- Selected text -
(File pix) People queuing up to vote at SJK (C) Lee Rubber in Jalan Gombak, Kuala Lumpur, during the 13th general election. The nature of Malaysian electoral politics suggests that voter swings are not intrinsic to local political culture. Pix by Salhani Ibrahim

THE Dewan Rakyat is dissolved. The Election Commission (EC) is finalising the nomination date for candidates and the date for polling day — anytime within the next 60 days.

The electoral battleground is laid as Malaysia enters its 14th General Election (GE14), arguably its most important since the country gained independence from Britain in 1957. The fact that the opposition has reduced the GE14 into a battle between personalities instead of issues is a sad indictment of the state of the opposition’s politics, especially with the emergence of Pakatan Harapan (PH).

PH is a hastily cobbled self-styled Barisan Alternatif, comprising a group of unlikely bedfellows — Parti Pribumi Bersatu Malaysia (PPBM), a Malay nationalist party launched by Tun Dr Mahathir Mohamad and his allies; the “reformist” PKR, led by Datuk Seri Anwar Ibrahim, Dr Mahathir’s once arch-nemesis whom he jailed for corruption and sodomy; DAP, led by the 77-year-old Lim Kit Siang; and, Parti Amanah Negara.

Even Pas, the Islamic party, which initially joined in the fray, had extricated itself following the nomination and appointment of Dr Mahathir by PH as its prime minister candidate.

Coordinate annotation entries

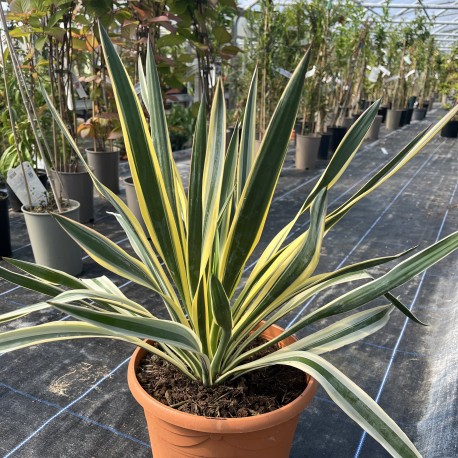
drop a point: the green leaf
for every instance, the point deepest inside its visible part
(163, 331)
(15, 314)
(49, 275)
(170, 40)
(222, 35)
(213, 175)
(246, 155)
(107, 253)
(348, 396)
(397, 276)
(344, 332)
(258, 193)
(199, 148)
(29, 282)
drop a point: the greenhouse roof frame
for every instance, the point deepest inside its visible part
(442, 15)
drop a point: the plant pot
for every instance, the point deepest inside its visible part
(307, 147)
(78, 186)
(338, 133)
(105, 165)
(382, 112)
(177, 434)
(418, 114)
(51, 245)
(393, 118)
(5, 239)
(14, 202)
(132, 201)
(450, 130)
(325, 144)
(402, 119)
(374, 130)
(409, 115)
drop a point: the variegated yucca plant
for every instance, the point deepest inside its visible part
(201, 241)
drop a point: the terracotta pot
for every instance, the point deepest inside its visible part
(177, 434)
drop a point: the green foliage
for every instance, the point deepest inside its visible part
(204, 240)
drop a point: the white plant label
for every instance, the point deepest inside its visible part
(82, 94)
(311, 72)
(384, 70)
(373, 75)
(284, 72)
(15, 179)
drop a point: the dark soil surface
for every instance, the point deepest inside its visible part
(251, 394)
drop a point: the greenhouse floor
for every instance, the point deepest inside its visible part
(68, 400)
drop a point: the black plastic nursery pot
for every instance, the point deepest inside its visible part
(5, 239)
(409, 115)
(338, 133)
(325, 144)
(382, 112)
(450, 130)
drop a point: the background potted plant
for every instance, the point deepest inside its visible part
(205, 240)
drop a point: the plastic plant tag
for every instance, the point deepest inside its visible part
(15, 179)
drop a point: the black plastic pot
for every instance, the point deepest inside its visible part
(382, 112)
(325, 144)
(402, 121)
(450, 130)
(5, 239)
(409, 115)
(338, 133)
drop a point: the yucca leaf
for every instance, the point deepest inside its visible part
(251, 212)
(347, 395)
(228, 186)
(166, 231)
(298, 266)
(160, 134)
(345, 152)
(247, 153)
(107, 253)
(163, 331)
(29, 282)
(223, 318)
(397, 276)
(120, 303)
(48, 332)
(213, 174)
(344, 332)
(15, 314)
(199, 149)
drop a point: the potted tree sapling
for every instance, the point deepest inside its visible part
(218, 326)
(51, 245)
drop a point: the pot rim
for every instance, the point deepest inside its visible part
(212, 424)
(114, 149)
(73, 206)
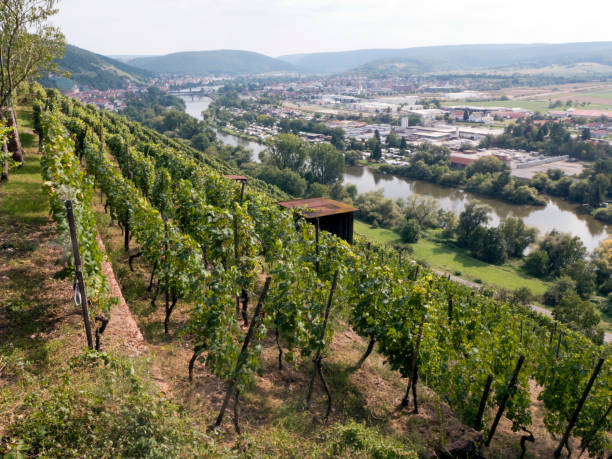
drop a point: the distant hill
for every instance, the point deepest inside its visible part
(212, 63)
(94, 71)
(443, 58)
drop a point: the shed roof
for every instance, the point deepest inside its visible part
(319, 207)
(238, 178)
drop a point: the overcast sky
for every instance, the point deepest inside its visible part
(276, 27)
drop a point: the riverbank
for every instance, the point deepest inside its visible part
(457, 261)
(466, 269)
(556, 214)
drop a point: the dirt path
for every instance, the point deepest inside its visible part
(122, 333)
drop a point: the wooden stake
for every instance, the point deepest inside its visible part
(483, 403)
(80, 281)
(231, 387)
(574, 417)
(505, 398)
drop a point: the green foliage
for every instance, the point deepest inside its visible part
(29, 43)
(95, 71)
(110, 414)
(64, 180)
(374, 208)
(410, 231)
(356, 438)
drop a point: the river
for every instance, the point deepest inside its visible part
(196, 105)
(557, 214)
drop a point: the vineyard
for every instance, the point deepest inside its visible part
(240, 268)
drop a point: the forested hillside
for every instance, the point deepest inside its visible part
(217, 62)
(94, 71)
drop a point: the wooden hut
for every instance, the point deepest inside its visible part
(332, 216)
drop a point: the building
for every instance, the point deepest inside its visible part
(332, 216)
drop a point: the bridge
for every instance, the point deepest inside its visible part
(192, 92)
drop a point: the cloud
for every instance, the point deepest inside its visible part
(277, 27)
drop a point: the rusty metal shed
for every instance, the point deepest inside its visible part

- What you have to do -
In the GE14 article, reproduce the passage verbatim, starting at the words "(File pix) People" and stopping after the words "Pakatan Harapan (PH).".

- Written response -
(File pix) People queuing up to vote at SJK (C) Lee Rubber in Jalan Gombak, Kuala Lumpur, during the 13th general election. The nature of Malaysian electoral politics suggests that voter swings are not intrinsic to local political culture. Pix by Salhani Ibrahim

THE Dewan Rakyat is dissolved. The Election Commission (EC) is finalising the nomination date for candidates and the date for polling day — anytime within the next 60 days.

The electoral battleground is laid as Malaysia enters its 14th General Election (GE14), arguably its most important since the country gained independence from Britain in 1957. The fact that the opposition has reduced the GE14 into a battle between personalities instead of issues is a sad indictment of the state of the opposition’s politics, especially with the emergence of Pakatan Harapan (PH).